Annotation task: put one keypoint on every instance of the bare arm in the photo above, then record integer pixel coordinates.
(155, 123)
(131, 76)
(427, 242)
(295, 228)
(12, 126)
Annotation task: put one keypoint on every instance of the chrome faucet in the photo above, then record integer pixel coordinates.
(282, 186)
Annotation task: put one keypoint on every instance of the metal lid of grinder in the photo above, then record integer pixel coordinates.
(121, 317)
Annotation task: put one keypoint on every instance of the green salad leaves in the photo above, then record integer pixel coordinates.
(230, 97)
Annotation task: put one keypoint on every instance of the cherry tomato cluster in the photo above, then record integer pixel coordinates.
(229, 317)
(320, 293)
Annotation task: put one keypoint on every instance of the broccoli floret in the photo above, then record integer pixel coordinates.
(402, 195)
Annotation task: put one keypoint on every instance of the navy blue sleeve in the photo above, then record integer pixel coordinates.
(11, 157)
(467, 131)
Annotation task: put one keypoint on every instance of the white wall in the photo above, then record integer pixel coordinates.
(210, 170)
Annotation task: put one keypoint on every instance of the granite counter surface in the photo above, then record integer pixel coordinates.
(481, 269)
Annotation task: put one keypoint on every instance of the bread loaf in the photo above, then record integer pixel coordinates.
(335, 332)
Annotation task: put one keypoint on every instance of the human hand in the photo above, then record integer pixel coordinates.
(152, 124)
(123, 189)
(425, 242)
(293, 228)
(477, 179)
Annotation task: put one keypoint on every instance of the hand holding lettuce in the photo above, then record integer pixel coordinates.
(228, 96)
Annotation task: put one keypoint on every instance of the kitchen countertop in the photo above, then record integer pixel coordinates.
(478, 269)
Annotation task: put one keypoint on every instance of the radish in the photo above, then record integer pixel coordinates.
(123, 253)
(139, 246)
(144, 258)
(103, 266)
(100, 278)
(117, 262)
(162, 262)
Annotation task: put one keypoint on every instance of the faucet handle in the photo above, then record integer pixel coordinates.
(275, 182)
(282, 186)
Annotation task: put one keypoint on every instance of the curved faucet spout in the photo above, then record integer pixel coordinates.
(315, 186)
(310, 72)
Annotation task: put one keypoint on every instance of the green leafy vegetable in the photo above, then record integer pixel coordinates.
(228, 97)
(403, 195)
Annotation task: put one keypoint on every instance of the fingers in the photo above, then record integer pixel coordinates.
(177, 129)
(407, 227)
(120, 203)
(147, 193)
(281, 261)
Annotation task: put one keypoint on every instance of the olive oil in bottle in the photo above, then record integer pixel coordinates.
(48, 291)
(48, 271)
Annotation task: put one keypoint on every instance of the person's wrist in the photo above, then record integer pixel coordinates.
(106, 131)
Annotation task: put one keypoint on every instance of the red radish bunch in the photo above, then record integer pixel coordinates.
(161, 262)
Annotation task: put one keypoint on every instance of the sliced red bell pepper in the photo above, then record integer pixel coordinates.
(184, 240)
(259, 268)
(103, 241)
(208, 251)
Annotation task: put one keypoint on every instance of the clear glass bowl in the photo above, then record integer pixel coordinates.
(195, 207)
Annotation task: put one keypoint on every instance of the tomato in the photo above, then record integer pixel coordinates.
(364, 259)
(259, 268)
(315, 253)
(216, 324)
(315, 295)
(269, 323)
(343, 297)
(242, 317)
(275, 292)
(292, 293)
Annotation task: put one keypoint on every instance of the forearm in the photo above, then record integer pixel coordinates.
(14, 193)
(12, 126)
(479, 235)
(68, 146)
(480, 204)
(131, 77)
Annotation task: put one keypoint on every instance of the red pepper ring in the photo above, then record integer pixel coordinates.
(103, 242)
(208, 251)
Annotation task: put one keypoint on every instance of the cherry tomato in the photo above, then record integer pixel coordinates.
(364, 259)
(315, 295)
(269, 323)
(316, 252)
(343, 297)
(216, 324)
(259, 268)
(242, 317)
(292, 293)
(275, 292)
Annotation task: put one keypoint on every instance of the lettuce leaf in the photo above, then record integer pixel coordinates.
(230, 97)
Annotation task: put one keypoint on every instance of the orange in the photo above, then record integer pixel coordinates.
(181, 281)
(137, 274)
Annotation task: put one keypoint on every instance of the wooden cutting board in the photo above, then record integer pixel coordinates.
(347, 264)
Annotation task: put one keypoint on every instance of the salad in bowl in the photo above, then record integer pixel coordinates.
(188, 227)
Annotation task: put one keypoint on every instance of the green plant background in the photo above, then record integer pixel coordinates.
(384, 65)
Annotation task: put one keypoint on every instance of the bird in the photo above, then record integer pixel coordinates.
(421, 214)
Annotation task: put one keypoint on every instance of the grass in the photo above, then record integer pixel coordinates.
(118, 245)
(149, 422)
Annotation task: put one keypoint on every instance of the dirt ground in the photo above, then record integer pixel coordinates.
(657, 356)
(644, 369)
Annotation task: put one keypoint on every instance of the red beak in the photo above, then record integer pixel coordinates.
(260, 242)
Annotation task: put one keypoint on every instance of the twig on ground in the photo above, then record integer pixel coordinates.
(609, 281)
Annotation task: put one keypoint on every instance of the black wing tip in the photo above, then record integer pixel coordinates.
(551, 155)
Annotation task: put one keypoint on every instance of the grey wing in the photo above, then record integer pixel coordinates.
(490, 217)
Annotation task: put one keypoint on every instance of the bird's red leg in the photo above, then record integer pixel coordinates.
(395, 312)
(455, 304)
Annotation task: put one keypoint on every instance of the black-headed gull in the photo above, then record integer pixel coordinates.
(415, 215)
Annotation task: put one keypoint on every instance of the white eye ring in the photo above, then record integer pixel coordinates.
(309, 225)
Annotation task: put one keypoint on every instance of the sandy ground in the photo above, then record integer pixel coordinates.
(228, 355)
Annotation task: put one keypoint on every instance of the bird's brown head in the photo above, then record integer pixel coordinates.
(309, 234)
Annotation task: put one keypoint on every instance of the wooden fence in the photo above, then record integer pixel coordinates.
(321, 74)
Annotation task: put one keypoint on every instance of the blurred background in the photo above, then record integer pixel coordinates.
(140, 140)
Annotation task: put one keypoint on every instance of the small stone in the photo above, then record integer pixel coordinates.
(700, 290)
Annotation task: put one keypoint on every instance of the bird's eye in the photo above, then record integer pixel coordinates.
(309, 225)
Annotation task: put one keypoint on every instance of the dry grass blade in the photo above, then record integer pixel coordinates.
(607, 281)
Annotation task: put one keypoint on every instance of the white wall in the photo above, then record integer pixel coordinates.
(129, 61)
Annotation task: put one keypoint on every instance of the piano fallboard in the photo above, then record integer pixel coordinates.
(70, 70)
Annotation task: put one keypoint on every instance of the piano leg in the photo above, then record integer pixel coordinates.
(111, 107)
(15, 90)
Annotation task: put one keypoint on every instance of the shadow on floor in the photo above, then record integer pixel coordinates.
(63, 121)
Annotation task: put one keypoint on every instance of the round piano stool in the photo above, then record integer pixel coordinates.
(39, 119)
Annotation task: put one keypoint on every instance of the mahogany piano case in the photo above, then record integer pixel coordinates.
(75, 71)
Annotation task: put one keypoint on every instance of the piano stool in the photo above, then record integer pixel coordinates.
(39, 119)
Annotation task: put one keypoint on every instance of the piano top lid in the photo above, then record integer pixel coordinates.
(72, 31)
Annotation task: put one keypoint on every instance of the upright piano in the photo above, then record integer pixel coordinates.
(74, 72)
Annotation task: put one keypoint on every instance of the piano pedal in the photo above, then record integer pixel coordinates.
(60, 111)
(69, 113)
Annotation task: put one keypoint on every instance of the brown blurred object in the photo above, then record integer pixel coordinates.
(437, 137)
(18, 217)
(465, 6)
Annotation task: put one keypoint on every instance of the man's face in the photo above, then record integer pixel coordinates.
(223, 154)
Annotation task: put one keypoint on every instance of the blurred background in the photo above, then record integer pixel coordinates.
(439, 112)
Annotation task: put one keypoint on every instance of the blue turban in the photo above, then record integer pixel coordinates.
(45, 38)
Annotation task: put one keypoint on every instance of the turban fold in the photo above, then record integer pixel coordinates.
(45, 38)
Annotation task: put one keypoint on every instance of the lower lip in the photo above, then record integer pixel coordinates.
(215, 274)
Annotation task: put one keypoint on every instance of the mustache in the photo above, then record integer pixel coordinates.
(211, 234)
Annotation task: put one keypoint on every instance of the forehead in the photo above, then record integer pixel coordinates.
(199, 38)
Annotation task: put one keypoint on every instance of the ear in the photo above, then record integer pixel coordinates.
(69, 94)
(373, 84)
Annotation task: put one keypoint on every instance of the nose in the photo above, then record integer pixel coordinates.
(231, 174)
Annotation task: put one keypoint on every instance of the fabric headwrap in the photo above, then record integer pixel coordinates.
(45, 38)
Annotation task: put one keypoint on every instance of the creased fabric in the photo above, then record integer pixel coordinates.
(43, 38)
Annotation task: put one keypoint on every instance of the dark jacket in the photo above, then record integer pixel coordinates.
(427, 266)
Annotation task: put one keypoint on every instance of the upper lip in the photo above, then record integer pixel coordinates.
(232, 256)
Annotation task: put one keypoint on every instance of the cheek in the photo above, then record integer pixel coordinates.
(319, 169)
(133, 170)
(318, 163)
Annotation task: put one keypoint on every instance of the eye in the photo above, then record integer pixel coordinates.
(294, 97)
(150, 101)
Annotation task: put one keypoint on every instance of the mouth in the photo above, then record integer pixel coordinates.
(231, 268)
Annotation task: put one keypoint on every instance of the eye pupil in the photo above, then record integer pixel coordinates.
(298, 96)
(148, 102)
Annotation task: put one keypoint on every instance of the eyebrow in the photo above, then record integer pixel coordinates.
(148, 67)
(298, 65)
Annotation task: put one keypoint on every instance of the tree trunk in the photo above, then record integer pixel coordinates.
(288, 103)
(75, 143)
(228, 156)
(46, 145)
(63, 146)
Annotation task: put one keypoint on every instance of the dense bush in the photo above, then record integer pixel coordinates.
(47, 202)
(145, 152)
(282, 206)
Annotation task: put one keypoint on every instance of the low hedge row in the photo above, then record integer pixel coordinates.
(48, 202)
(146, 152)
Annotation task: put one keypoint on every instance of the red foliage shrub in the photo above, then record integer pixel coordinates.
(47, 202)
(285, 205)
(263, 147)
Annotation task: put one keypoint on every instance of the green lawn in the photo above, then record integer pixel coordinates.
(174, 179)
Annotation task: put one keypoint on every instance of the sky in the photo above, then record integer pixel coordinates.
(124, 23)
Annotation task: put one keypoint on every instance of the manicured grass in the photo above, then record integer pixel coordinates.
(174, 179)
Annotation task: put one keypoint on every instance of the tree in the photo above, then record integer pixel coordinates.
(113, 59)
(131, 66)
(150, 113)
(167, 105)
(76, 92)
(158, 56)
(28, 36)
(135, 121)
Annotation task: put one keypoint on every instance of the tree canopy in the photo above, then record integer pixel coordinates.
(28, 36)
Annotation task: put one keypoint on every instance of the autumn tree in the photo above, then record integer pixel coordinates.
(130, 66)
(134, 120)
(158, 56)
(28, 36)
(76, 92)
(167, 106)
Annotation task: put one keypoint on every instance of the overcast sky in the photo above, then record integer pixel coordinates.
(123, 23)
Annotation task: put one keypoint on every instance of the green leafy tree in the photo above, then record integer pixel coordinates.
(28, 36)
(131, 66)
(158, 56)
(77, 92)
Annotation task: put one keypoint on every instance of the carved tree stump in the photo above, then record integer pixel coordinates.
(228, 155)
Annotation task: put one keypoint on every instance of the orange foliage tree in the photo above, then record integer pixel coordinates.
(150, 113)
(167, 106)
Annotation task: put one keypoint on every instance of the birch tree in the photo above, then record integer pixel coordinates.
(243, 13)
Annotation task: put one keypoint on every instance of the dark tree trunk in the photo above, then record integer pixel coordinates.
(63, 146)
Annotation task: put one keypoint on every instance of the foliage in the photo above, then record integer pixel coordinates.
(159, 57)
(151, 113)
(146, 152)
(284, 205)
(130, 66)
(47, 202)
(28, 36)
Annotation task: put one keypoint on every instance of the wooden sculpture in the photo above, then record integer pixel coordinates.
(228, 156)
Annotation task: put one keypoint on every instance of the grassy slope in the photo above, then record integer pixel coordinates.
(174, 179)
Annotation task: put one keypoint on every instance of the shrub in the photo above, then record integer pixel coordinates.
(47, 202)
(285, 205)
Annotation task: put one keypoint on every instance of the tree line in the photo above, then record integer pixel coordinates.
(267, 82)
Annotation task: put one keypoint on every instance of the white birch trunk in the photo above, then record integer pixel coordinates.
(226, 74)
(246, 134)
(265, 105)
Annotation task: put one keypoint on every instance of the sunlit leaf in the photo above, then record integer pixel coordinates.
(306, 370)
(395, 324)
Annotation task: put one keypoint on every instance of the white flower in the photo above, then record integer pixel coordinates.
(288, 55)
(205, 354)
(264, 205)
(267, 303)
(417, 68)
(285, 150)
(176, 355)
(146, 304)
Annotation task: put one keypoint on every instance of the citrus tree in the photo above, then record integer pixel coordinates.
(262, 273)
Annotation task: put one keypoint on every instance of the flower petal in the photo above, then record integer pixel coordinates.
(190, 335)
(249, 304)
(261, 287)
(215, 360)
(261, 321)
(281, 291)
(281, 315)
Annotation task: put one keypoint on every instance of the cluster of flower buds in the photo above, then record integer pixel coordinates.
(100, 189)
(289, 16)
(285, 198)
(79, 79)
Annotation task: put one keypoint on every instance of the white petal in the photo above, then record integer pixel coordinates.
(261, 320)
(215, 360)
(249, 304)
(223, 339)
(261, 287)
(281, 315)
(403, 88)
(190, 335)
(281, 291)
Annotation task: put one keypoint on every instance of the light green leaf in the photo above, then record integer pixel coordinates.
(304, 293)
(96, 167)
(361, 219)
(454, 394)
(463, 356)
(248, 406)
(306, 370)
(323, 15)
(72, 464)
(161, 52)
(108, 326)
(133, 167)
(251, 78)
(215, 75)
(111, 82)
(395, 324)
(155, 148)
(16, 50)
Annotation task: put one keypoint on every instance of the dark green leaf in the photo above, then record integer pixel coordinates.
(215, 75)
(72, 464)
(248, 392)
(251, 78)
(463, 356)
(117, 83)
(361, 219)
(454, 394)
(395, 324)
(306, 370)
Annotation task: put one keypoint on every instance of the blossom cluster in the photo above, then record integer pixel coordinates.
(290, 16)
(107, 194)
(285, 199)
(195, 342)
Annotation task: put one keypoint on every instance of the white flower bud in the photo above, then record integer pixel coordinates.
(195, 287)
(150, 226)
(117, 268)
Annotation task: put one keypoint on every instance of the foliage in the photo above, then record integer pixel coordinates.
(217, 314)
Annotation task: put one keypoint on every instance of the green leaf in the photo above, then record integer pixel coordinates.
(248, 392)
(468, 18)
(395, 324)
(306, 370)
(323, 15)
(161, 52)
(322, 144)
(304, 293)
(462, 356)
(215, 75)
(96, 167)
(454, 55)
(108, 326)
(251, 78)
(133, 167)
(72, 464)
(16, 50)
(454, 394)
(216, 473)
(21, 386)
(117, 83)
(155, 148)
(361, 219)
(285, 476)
+ + +
### Directive
Copy out the lines starting at the one containing "the green leaf in" and ending with the last line of the entries. Include nothing else.

### Answer to this exercise
Annotation task: put one keypoint on every instance of the green leaf in the photo above, then record integer pixel coordinates.
(248, 392)
(468, 18)
(395, 324)
(306, 370)
(323, 15)
(161, 52)
(322, 144)
(304, 293)
(462, 356)
(215, 75)
(96, 167)
(454, 55)
(108, 326)
(251, 78)
(133, 167)
(72, 464)
(16, 50)
(454, 394)
(216, 473)
(21, 386)
(117, 83)
(155, 148)
(361, 219)
(285, 476)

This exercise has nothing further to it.